Stored records
—————

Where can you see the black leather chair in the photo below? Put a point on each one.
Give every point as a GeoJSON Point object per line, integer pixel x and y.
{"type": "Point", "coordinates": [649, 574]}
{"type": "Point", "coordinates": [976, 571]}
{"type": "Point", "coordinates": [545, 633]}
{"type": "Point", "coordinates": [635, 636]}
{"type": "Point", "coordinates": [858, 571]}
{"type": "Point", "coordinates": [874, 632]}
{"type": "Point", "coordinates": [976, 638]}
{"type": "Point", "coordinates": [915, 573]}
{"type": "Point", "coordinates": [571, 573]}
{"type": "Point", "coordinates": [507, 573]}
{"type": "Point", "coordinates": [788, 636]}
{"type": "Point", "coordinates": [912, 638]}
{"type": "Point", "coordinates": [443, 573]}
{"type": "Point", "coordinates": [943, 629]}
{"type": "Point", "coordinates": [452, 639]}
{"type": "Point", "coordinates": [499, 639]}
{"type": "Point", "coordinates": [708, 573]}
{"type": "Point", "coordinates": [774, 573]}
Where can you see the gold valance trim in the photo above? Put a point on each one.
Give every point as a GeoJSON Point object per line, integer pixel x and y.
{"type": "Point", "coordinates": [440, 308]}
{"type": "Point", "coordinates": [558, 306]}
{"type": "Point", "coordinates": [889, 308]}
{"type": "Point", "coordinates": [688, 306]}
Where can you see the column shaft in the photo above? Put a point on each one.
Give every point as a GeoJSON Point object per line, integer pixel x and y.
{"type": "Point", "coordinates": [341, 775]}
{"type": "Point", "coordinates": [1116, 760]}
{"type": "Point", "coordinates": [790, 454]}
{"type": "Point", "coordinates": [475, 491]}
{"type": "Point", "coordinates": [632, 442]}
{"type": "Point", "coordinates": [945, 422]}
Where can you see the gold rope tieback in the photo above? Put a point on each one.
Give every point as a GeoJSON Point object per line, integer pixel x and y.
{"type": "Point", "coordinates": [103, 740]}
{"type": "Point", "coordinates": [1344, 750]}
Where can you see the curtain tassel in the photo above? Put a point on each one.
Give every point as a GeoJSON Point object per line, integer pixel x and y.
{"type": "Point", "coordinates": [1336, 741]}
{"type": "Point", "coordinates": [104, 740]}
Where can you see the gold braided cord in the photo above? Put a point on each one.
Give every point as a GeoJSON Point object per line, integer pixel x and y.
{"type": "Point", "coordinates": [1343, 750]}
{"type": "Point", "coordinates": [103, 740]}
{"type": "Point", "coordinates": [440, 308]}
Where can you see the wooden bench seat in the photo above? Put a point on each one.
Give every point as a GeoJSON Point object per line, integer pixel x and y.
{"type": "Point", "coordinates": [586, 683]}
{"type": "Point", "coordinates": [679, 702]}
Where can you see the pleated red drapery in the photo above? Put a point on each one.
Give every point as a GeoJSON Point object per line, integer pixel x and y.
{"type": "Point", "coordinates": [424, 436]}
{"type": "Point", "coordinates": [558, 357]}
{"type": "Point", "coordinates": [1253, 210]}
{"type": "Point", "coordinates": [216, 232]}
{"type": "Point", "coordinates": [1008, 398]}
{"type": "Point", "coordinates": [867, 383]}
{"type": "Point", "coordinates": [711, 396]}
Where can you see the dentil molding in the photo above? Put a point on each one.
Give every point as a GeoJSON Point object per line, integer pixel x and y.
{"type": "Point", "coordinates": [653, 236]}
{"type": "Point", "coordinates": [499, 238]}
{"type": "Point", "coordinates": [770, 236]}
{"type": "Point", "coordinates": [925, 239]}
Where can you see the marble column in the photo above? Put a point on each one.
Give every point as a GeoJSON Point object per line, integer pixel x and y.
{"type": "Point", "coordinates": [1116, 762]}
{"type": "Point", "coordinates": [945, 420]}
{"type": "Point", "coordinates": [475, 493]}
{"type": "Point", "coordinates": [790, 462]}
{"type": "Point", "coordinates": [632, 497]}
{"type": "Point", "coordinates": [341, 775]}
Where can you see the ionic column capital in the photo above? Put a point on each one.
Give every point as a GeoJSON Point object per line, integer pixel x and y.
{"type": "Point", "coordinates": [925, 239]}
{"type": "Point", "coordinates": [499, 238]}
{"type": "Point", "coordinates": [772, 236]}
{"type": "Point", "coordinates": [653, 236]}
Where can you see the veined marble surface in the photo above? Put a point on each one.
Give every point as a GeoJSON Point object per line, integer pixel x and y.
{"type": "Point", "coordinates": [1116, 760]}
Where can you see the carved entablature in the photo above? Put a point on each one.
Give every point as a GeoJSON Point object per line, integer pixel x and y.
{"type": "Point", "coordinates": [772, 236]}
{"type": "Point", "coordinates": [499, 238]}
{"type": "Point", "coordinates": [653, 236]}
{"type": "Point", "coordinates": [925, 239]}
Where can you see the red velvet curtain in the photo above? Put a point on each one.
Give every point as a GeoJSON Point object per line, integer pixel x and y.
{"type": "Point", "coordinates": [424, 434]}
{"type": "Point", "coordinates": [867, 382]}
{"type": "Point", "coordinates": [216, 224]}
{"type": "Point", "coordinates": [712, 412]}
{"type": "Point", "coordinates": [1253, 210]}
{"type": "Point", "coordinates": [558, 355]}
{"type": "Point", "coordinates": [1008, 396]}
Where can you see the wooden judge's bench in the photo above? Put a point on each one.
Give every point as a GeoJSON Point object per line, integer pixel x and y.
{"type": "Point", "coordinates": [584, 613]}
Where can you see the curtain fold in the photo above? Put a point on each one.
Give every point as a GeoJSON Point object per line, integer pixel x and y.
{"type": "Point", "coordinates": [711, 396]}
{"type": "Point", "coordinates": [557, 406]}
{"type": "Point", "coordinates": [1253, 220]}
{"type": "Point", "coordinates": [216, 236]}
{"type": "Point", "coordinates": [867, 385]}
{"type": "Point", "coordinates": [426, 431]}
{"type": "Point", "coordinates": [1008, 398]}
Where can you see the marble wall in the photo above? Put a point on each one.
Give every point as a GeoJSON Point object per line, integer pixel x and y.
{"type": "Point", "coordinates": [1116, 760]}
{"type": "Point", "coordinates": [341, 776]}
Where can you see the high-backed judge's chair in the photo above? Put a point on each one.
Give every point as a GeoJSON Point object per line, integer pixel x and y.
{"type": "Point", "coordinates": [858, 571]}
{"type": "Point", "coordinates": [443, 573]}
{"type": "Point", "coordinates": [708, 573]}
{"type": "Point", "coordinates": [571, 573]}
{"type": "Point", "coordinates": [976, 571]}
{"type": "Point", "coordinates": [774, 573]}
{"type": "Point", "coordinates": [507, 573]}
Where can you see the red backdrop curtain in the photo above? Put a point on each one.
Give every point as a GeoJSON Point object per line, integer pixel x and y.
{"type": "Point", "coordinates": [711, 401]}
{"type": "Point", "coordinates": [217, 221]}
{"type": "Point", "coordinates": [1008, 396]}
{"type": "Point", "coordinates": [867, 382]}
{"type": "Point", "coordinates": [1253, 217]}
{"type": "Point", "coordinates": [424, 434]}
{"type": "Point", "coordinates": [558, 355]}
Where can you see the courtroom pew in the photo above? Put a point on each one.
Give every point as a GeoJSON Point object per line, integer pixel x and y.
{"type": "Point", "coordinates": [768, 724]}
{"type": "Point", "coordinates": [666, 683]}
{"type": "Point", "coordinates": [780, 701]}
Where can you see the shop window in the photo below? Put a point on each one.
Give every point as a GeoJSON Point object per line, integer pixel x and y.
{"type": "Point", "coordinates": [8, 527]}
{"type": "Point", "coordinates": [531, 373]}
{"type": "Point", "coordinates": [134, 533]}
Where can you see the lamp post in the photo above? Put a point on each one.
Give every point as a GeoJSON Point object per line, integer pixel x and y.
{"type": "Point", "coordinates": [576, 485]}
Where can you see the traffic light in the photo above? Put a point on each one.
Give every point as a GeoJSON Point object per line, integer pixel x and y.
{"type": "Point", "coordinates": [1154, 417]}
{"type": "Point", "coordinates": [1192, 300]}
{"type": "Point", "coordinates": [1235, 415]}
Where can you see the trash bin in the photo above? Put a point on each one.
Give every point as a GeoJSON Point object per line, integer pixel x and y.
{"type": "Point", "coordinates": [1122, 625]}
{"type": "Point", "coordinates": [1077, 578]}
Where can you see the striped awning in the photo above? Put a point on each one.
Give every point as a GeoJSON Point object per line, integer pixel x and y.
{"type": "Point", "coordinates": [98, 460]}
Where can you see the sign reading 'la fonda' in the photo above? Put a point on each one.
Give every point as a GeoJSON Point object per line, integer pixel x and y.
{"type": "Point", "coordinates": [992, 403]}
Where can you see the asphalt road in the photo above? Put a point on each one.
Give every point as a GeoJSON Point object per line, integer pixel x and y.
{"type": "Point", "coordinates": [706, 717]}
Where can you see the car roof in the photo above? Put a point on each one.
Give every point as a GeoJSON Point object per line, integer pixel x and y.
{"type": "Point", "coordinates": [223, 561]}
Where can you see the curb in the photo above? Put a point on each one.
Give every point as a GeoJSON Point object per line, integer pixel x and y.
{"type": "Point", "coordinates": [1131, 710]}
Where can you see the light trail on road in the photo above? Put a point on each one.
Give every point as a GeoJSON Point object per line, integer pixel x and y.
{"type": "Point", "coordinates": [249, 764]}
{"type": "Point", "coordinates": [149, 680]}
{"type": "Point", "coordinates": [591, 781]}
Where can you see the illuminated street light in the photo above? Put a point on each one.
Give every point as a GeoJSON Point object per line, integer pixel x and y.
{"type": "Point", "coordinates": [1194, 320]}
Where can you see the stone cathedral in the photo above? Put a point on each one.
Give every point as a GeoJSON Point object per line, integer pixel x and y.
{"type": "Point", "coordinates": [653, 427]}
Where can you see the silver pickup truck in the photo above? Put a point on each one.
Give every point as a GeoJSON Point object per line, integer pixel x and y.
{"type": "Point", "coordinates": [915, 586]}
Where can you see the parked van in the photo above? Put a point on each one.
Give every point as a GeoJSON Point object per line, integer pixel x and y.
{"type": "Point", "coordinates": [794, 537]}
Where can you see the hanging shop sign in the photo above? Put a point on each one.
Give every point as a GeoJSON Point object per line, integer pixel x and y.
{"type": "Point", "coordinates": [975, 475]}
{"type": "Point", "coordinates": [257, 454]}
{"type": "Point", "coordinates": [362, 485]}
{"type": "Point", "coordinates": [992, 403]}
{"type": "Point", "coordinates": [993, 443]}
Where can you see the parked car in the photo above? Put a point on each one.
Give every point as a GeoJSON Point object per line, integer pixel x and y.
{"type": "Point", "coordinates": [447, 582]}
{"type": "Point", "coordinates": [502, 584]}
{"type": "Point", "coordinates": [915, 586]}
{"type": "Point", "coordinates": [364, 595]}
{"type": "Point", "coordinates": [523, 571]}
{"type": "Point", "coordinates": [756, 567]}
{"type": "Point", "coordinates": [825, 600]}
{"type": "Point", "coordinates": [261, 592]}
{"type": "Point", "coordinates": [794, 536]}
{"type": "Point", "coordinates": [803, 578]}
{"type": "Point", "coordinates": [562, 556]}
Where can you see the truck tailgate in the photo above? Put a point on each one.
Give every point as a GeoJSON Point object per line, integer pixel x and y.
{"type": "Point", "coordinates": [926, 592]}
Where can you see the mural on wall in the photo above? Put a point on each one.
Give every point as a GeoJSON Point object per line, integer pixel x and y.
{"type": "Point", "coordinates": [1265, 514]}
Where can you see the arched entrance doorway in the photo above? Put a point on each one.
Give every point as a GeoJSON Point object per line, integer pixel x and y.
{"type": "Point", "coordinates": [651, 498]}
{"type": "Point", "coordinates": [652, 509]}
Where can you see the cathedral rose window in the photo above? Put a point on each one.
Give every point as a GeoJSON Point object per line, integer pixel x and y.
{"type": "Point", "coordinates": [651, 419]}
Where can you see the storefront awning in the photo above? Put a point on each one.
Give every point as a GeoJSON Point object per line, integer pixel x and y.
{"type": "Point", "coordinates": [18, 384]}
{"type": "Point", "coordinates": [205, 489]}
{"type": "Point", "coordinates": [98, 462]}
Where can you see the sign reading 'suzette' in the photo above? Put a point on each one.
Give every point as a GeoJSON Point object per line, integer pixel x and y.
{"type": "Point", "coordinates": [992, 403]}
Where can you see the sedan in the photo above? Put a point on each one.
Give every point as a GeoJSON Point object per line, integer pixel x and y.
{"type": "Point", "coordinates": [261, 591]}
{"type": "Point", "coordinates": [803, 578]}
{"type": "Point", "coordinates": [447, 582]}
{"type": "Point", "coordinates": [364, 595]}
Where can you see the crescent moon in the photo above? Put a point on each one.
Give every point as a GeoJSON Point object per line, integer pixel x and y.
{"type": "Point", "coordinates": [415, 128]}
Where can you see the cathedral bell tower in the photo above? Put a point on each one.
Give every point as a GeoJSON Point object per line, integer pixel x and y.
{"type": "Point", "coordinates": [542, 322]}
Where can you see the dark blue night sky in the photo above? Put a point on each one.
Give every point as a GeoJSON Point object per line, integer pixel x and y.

—————

*What the task requires:* A single number is expected: how many lines in the entries contain "cathedral".

*Written reply:* 3